### EXERCISE OBJECTIVE
Repeat the lines of the data that follow, please, starting at the first and stopping after the one with "Q. Locate the tourist".

::::

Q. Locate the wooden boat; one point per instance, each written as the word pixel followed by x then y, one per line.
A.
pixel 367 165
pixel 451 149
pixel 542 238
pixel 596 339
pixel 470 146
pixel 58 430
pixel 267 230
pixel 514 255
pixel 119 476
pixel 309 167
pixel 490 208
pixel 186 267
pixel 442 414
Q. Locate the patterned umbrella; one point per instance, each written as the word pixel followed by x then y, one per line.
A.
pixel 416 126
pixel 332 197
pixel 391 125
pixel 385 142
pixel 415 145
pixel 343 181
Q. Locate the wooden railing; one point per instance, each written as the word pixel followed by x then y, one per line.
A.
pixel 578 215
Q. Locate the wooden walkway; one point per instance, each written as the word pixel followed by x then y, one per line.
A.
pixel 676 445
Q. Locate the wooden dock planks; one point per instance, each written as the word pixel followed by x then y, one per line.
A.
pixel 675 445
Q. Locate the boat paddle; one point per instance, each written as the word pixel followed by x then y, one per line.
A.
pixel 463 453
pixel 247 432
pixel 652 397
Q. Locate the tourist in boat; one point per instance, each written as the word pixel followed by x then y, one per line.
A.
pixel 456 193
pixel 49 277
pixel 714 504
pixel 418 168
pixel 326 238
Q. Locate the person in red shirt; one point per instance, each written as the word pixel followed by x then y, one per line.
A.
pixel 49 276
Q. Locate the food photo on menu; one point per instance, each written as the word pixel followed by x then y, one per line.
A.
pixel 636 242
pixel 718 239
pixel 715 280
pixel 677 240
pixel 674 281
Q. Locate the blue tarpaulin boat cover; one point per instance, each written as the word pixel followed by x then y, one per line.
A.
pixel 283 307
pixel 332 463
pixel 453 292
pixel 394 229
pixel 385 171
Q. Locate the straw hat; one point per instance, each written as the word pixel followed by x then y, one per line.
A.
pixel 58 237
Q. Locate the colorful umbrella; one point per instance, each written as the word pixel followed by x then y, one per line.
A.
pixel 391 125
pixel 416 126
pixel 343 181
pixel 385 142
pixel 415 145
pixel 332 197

::::

### SOLUTION BELOW
Q. Locate the wooden boat; one point per instance, each written as the word pixel followed by x then y, one per line.
A.
pixel 367 165
pixel 451 149
pixel 542 238
pixel 596 339
pixel 470 146
pixel 58 430
pixel 267 230
pixel 514 255
pixel 119 476
pixel 309 167
pixel 490 208
pixel 186 267
pixel 442 414
Q. Locate the patterned umbrella; one point per instance, each written as the word pixel followed by x then y, one per line.
A.
pixel 416 126
pixel 332 197
pixel 391 125
pixel 385 142
pixel 415 145
pixel 343 181
Q. Locate the wooden railing; one point per instance, each written as the word pixel followed by x then y, one per line.
A.
pixel 578 215
Q. Locate the wooden walkway; one point per instance, each written as the word pixel followed by x then y, one per line.
A.
pixel 676 445
Q. Locate the wooden dock planks; one point per instance, each written as the word pixel followed by x then y, one per line.
A.
pixel 675 445
Q. Locate the boat paddle; one point per instance, each written as the word pixel followed by x then y, one per line.
A.
pixel 463 453
pixel 247 432
pixel 652 397
Q. Locate the tourist in boat; one point per instance, each written as the word pixel followed by x then y, one per line.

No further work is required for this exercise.